## TASK STATEMENT
All records should be reproduced verbatim.

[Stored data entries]

------------

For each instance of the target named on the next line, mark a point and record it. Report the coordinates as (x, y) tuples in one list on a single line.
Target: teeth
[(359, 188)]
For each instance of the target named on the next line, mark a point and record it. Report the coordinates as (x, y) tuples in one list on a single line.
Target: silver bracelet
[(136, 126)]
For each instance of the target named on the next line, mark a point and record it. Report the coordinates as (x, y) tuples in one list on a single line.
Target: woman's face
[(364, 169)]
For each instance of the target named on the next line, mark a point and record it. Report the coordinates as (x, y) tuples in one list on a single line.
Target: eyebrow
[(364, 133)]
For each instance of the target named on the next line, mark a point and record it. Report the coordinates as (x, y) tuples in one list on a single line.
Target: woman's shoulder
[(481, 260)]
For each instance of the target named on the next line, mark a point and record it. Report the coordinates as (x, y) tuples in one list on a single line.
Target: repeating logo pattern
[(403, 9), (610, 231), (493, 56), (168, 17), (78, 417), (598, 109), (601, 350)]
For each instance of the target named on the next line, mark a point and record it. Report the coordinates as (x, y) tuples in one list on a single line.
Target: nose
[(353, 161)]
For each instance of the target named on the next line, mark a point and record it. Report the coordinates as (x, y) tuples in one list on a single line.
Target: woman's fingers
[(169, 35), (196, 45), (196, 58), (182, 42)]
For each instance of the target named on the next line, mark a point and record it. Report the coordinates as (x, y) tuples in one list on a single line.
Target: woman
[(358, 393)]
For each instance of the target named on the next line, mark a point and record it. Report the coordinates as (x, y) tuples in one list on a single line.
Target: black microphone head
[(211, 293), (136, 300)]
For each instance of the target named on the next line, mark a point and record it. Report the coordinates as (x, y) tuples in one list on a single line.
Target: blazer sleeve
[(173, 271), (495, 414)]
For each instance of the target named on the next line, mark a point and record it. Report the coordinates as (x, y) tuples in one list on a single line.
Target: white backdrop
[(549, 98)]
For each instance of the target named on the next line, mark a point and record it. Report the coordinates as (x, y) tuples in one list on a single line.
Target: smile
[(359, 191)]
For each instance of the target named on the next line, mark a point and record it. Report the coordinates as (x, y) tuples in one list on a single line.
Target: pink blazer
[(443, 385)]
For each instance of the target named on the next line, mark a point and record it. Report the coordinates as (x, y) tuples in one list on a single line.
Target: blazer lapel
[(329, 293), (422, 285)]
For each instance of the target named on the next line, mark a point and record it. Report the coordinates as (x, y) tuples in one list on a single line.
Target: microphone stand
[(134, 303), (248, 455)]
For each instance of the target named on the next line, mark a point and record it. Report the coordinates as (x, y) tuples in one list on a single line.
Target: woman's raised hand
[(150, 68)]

------------

## RESPONSE TO THE EXERCISE
For each instance of the target named on the next line, mark a point and record it. Report the coordinates as (x, y) tuples in one list on a single line.
Target: teeth
[(359, 188)]
For each instance of the target named on the next line, mark a point and record it. Report the coordinates as (x, y) tuples in one list on a single line.
Target: silver bracelet
[(136, 126)]
For each instance of the target named on the next line, mark a point and record it. Report the coordinates as (x, y) tuples in one list on a single line.
Target: woman's face
[(364, 169)]
For each instance of the target named on the next line, mark a point and record it. Report the coordinates as (x, y) tuples in one list on a single line.
Target: eyebrow
[(364, 133)]
For each instance of the target named on the next line, mark a point and record it. Report the coordinates as (x, y) tuples in one list on a single line.
Target: woman's shoulder
[(481, 260)]
For each instance of the target named on the next line, mark a point and record it. Report the coordinates as (x, y) tuples in one list on a single line.
Target: repeating logo pattern
[(403, 9), (610, 231), (493, 56), (168, 17), (78, 417), (598, 109), (601, 350)]
For each instance of the target named on the next line, mark a point and record it. Report the coordinates as (x, y) tuples in one list on a single line.
Target: nose
[(353, 161)]
For each instance of the target named on the next line, mark a point and record it. Report the coordinates as (x, y) tuples in one list on a single line.
Target: woman's fingers
[(169, 35), (196, 45), (196, 58), (182, 42)]
For each instance of the target named on the next line, mark a point and record it. Report the coordinates as (x, y) tuples in one list on a single line.
Target: woman
[(358, 393)]
For each instance of the target named on the next line, mark a point and record it. Report the coordinates as (x, y) tuples in one list on a single line.
Target: black microphone head
[(211, 293), (136, 300)]
For each instance of the target named on the next line, mark a point and record it. Report the coordinates as (x, y) tuples in one list on a single line.
Target: blazer sleeve
[(173, 271), (495, 414)]
For each instance of the target named on the next line, mark a point and record it. Report the coordinates as (x, y) tuples in one list on a single line.
Target: white backdrop
[(549, 98)]
For each instance of the target named on the next line, mark a point and record it. Report the coordinates as (x, y) tuples in one list on a single line.
Target: smile
[(359, 191)]
For each instance of the target named on the next line, mark a point and record it. Report the coordinates as (x, y) tuples in one list on a single line.
Target: pink blazer
[(443, 385)]
For each instance of the target named on the next line, mark a point and record it. Report the coordinates as (x, y) tuples in one list on a single line.
Target: blazer lapel
[(329, 293), (422, 285)]
For each instance of the target named on the next line, mark a point and record it. Report the coordinates as (x, y) tuples in one list on a single line.
Target: microphone stand
[(134, 303), (248, 455)]
For each instance of the target named on the next line, mark a point and record it. Report the coordinates as (x, y) tuples in one list on a single line.
Target: woman's raised hand
[(150, 68)]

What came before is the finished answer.